*EXTRACT:*
□ □ □ □

# Smell of food coming through heat vents



## ben's plumbing (Oct 6, 2011)

NotAgain said:


> Hi,
> 
> I'm a bit lost here. I have a 3200sq ft two story home and its 4 yrs old. The problem i'm having is, everytime we cook and the heat is on the smell of food blows right through the vent in all the downstairs rooms. This only happens when the fan is blowing heat through the vents. Second level is fine. It's been like this since day one. I had no idea that it was coming through the vents until I was sitting next to it today. As soon as it started blowing heat in, I could smell the food like I was in the kitchen.
> 
> ...


 without seeing my guess is someone installed return air vents in the kitchen.... which would circulate food smell through house via furnace blower


----------



## joecaption (Nov 30, 2011)

That would be my fist guess also. Return air vent to close to the kitchen.


----------



## msaeger (Mar 1, 2011)

What's wrong with that


----------



## ben's plumbing (Oct 6, 2011)

msaeger said:


> What's wrong with that


with what???


----------



## qbert (Mar 23, 2009)

□ □ □ □

*LISTED ENTRIES:*
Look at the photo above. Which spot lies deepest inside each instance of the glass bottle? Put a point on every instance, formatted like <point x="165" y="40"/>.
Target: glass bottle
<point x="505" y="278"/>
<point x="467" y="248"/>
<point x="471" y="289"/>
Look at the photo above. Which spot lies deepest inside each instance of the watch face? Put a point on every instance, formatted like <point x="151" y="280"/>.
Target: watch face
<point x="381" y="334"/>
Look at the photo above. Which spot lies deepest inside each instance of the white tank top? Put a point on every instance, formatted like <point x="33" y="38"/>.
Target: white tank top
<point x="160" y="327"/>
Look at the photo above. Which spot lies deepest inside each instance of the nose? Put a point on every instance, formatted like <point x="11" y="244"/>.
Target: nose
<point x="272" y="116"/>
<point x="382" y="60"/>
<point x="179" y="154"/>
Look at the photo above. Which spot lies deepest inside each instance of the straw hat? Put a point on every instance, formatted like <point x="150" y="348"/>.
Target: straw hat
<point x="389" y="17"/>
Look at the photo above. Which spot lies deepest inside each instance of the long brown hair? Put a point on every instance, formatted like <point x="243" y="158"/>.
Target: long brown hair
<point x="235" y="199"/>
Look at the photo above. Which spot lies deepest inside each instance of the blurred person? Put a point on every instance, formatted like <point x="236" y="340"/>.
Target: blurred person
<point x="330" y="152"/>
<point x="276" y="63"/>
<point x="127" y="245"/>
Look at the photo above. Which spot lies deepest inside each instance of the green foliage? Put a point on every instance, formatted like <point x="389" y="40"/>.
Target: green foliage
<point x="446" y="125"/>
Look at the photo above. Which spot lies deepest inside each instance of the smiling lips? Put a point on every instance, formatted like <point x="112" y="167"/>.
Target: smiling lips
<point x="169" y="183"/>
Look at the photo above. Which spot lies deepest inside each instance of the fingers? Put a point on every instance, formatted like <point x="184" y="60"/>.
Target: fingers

□ □ □ □

*WHAT TO WORK ON:* Return the passage of the forum thread about food smells coming through heat vents between "# Smell of food" and "was in the kitchen.", inclusive, copied word for word.

*SOLUTION FOR THIS EXERCISE:*
# Smell of food coming through heat vents



## ben's plumbing (Oct 6, 2011)

NotAgain said:


> Hi,
> 
> I'm a bit lost here. I have a 3200sq ft two story home and its 4 yrs old. The problem i'm having is, everytime we cook and the heat is on the smell of food blows right through the vent in all the downstairs rooms. This only happens when the fan is blowing heat through the vents. Second level is fine. It's been like this since day one. I had no idea that it was coming through the vents until I was sitting next to it today. As soon as it started blowing heat in, I could smell the food like I was in the kitchen.